_TASK TO CARRY OUT_
Please reproduce all the records, substituting "mark it with a single point" for "set one pin on it" wherever it occurs and keeping everything else unchanged. Leave the pictures out of your answer.

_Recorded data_
<<<<

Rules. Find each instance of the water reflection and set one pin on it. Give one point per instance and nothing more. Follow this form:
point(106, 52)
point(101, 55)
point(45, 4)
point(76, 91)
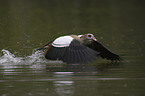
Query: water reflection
point(64, 88)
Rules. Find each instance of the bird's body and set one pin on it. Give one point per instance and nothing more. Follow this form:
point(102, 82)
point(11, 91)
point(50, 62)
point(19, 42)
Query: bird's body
point(78, 49)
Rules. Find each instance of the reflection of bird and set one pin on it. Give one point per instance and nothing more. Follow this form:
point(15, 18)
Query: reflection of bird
point(78, 49)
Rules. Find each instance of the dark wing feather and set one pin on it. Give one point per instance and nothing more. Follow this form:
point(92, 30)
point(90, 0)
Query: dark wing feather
point(104, 52)
point(76, 53)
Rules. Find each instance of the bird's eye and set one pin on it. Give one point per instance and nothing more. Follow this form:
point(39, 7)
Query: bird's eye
point(89, 36)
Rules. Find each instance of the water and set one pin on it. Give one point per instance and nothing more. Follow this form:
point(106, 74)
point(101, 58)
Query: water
point(27, 25)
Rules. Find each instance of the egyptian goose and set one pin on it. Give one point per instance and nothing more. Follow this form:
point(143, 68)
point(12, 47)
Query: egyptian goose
point(77, 49)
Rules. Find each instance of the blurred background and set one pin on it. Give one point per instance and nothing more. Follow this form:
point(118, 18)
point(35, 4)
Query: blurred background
point(29, 24)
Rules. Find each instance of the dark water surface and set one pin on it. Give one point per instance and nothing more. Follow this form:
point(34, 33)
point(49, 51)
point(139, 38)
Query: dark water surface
point(28, 24)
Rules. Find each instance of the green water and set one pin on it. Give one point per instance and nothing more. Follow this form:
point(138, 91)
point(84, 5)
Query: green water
point(29, 24)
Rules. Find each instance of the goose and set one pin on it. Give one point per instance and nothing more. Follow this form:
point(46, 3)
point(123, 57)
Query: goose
point(78, 49)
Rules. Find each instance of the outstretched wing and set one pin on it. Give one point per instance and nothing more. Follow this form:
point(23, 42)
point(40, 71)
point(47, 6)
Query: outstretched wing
point(104, 52)
point(75, 53)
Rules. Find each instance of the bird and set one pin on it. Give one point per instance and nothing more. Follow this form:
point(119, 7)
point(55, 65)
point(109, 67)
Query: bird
point(78, 49)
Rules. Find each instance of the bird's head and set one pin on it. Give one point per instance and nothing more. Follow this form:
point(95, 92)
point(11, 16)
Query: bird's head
point(87, 38)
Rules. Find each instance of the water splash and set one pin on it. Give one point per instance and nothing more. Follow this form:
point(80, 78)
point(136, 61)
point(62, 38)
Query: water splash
point(9, 58)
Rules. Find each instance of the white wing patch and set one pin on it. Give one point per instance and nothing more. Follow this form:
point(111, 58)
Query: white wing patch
point(63, 41)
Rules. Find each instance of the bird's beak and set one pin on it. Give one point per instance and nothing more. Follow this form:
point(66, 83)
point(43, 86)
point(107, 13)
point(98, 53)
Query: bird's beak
point(94, 39)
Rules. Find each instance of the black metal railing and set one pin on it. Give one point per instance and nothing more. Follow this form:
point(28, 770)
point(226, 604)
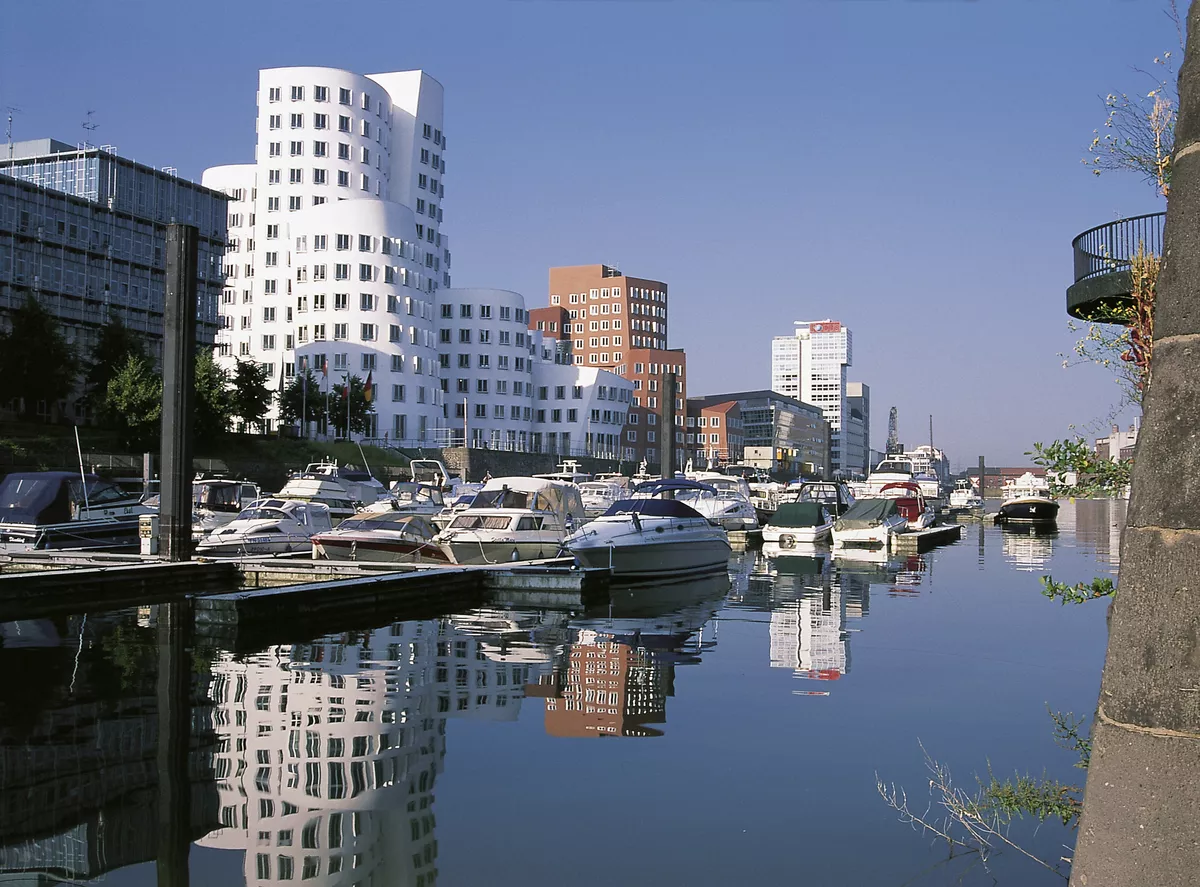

>>>>

_WRITTEN ANSWER_
Rules. Find each instance of the water reflection and mark it with a single point. Give one point per instance and nothing more. Follow this form:
point(106, 52)
point(101, 55)
point(45, 4)
point(76, 91)
Query: water reflection
point(64, 88)
Rules. Find each instance of the bird's body and mark it with a single point. Give one point per instance and nothing more. Follow this form:
point(102, 82)
point(11, 91)
point(50, 62)
point(19, 42)
Query: bird's body
point(78, 49)
Rules. Find each instance of the reflection of bird and mark it with a single point. Give one point per instance and nothing more. Follow this form:
point(15, 18)
Query: reflection of bird
point(78, 49)
Rules. Find each instance of the dark wing feather and mark it with a single point. Give one point per instance and nothing more. Follow this form:
point(92, 30)
point(90, 0)
Query: dark wing feather
point(104, 52)
point(76, 53)
Rules. Find each instance of the bird's eye and mark it with a single point. Give one point per instance and nothing more. Follow this form:
point(39, 7)
Query: bird's eye
point(89, 36)
Rules. Find each instance of the water and mark it with a single point. Give one point per instance and nothing more. Follow this form:
point(106, 74)
point(101, 58)
Query: water
point(27, 25)
Rules. Find each instance of the egyptian goose and mark it with a single point. Give one point per instance and nothing more. Follow this form:
point(143, 68)
point(12, 47)
Query: egyptian goose
point(77, 49)
Rules. Find each instance of the blurred background and mark it with a single point. Give one point per instance and nothing more. Follow this form:
point(118, 18)
point(35, 4)
Query: blurred background
point(29, 24)
Rules. Find each instance of the dark water surface and mark it with a single point. Give one point per instance and nothing more. Follow this form:
point(34, 33)
point(49, 51)
point(139, 38)
Query: dark water surface
point(28, 24)
Rules. Find each instance of the green water and mark it with a single point. Give one point per instance and nothing more. Follow this form:
point(138, 91)
point(84, 5)
Query: green water
point(29, 24)
Rules. Find each instance of the goose and mark it with a single point. Give one point per instance and nothing more. Follow this form:
point(46, 3)
point(123, 57)
Query: goose
point(78, 49)
Rules. Find each instance of the outstretched wing and mark it with a single point. Give one point per instance and nothing more. Follow this form:
point(23, 42)
point(40, 71)
point(47, 6)
Query: outstretched wing
point(104, 52)
point(75, 53)
Rules. Find each instance of the bird and mark it with a single point. Give one point per instance and nothing more. Follow this form:
point(119, 7)
point(55, 65)
point(109, 67)
Query: bird
point(78, 49)
Rules. Find each instance of the bird's head and mark it with a single point. Give one point per instance and nothing more. Follow this form:
point(95, 92)
point(11, 16)
Query: bird's head
point(87, 38)
Rules. Find each instance of the water splash and mark it with a single point. Give one point per instance and nothing more. Follow this form:
point(80, 78)
point(136, 61)
point(62, 38)
Query: water splash
point(9, 58)
Rules. Find each instance of the white wing patch and mark it with a single point. Give one point per instance and nothing more. Follow this form:
point(111, 58)
Query: white wing patch
point(63, 41)
Rules. Find each instance of the bird's beak and mark it with a single point. Give one point per instance and nothing more. Follow this form:
point(66, 83)
point(43, 86)
point(107, 13)
point(98, 53)
Query: bird's beak
point(94, 39)
Rules. Find each instance of the black metal railing and mark it with a single point. Give one point per instance and nothing more. Follow this form:
point(28, 770)
point(226, 604)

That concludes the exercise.